## To be done
Read the data and repeat it in full, exactly.

>> START

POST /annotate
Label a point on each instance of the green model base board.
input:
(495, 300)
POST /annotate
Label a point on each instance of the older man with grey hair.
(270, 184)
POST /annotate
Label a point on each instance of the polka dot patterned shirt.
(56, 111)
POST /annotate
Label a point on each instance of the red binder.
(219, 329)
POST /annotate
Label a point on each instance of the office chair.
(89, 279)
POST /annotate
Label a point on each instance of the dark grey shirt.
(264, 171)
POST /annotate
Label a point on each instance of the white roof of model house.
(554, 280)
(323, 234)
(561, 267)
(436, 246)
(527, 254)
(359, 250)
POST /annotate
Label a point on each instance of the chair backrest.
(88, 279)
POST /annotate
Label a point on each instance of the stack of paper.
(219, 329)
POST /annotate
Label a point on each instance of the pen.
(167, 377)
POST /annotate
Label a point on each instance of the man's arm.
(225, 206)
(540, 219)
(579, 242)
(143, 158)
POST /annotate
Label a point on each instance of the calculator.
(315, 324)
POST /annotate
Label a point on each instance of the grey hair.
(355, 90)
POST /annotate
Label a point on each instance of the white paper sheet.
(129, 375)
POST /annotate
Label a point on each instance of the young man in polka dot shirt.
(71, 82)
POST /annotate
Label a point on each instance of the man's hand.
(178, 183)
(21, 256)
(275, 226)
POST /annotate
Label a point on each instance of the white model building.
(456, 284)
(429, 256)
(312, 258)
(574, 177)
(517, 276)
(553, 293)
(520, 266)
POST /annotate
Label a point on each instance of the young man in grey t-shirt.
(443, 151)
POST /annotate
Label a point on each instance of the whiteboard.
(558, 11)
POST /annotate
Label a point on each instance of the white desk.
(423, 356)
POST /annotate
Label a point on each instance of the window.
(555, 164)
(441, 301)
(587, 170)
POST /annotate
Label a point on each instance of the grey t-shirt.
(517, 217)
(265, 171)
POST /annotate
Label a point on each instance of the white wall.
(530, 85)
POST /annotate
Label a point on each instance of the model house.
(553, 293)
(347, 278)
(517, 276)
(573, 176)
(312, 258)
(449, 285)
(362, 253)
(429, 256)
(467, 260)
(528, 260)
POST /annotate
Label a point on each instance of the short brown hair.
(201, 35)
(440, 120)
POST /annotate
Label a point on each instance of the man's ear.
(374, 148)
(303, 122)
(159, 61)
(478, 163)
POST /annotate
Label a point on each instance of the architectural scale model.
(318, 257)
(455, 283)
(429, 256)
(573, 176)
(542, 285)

>> END

## Expected answer
POST /annotate
Label a point on each instance of the green model base board.
input:
(495, 300)
POST /annotate
Label a point on each instance of the older man with grey hair.
(270, 184)
POST /annotate
Label a point on each instance of the polka dot patterned shirt.
(56, 111)
POST /annotate
Label a point on each instance of the red binder.
(219, 329)
POST /annotate
Label a point on each instance of the office chair.
(89, 279)
POST /annotate
Label a point on each instance of the dark grey shirt.
(264, 171)
POST /annotate
Label a point on each instance of the white roof of model house.
(554, 280)
(323, 234)
(561, 267)
(436, 246)
(527, 254)
(359, 250)
POST /annotate
Label a point on each instance of the chair backrest.
(88, 279)
POST /annotate
Label a point on each instance of the stack of paper.
(219, 329)
POST /annotate
Label a point on each instance of the pen.
(167, 377)
POST /annotate
Label a point on each instance of the man's arm.
(225, 206)
(540, 219)
(579, 242)
(143, 158)
POST /annotate
Label a point on each instance of the calculator.
(315, 324)
POST /annotate
Label a point on each instance of the grey hair.
(355, 90)
POST /annotate
Label a point on each instance of the white paper sheet.
(129, 375)
POST /annotate
Label a point on each instance of the young man in polka dot shirt.
(71, 82)
POST /annotate
Label a point on each instance of the man's hand.
(178, 183)
(21, 256)
(275, 226)
POST /annotate
Label a point on each instance of the white model building.
(456, 284)
(429, 256)
(312, 258)
(574, 177)
(517, 276)
(553, 293)
(520, 266)
POST /annotate
Label a point on each instance of the young man in grey t-shirt.
(443, 151)
POST /annotate
Label a point on each instance of the whiteboard.
(558, 11)
POST /annotate
Label a point on each instance of the white desk.
(423, 356)
POST /annotate
Label a point on each instance of the window.
(555, 164)
(441, 301)
(587, 170)
POST /annotate
Label a point on each instance of the grey t-shirt.
(517, 217)
(265, 171)
POST /annotate
Label a point on each instance of the white wall.
(530, 85)
POST /annotate
Label a point on each instance of the model house.
(553, 293)
(347, 278)
(517, 276)
(573, 176)
(312, 258)
(449, 285)
(362, 253)
(429, 256)
(467, 260)
(528, 260)
POST /annotate
Label a point on each instance of the short brown hair.
(201, 35)
(440, 120)
POST /annotate
Label a point on each instance of the man's ear.
(374, 148)
(303, 122)
(159, 61)
(478, 163)
POST /annotate
Label a point on each instance of the architectural scale model.
(318, 257)
(455, 283)
(429, 256)
(573, 176)
(542, 285)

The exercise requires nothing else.